» **Exercise prompt**
Can you update the lines below so that each "screenshot" reads "image" and everything else stays the same? Return the lines without the pictures.

(Coordinate annotation entries)
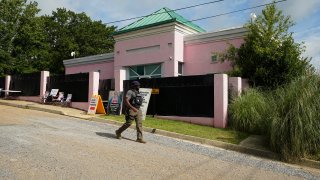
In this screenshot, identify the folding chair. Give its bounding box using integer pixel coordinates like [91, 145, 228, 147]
[63, 94, 72, 106]
[41, 91, 50, 103]
[52, 92, 64, 102]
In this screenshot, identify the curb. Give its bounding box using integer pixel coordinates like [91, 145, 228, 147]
[0, 102, 320, 169]
[0, 102, 65, 115]
[90, 117, 279, 160]
[89, 117, 320, 169]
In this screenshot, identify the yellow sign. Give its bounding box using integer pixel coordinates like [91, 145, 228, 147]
[151, 89, 160, 94]
[88, 95, 106, 114]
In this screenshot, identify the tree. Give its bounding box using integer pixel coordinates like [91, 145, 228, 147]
[0, 0, 46, 76]
[224, 3, 311, 88]
[0, 0, 115, 76]
[42, 8, 115, 73]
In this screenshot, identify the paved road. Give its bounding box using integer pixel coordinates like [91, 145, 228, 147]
[0, 105, 320, 179]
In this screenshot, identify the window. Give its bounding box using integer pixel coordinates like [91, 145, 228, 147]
[178, 62, 183, 76]
[129, 64, 161, 80]
[211, 53, 220, 63]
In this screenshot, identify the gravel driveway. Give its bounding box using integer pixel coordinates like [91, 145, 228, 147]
[0, 105, 320, 179]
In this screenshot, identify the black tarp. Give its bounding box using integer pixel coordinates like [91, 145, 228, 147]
[9, 72, 41, 96]
[47, 73, 89, 102]
[124, 74, 214, 117]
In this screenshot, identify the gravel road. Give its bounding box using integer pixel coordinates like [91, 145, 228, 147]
[0, 105, 320, 179]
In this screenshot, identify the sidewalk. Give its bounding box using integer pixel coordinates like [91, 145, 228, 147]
[0, 99, 320, 169]
[0, 99, 94, 120]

» **Reply**
In this image, identify the folding chair. Give its bounding box using integer pixel coordinates like [91, 145, 228, 147]
[63, 94, 72, 106]
[41, 91, 50, 103]
[52, 92, 64, 102]
In this image, identify the curb. Give its bounding box using integer pixel coordinates like [91, 145, 228, 147]
[0, 102, 320, 169]
[0, 102, 65, 115]
[90, 117, 279, 160]
[89, 117, 320, 169]
In this image, identify the yellow sign. Give its bounding box using integer pixel coordinates like [91, 145, 228, 147]
[151, 89, 160, 94]
[88, 95, 106, 114]
In this image, identify the tree. Give its bounding box using integer pixel coordinates like [91, 145, 228, 147]
[0, 0, 46, 76]
[224, 3, 311, 88]
[0, 0, 115, 76]
[42, 8, 115, 73]
In this image, identify the paved road. Give its bounding box using integer pixel coordinates like [91, 145, 228, 147]
[0, 105, 320, 179]
In this image, identify the window. Give its bounding box using integer pixel coordinates like [91, 145, 228, 147]
[178, 62, 183, 76]
[129, 64, 161, 80]
[211, 53, 220, 63]
In this image, identify the gravel driveway. Give its bounding box using integer pixel coordinates like [91, 145, 228, 147]
[0, 105, 320, 179]
In this image, identify the black tarp. Give its bounding box using integer pixel coordinates like [91, 145, 228, 147]
[9, 72, 41, 96]
[47, 73, 89, 102]
[124, 74, 214, 117]
In this image, identify the gravel road. Give its bounding box using integer pixel coordinates like [91, 145, 228, 147]
[0, 105, 320, 179]
In this image, identify the sidewalk. Give its bounding box using integer pixel coordinates like [91, 145, 228, 147]
[0, 99, 320, 169]
[0, 99, 94, 120]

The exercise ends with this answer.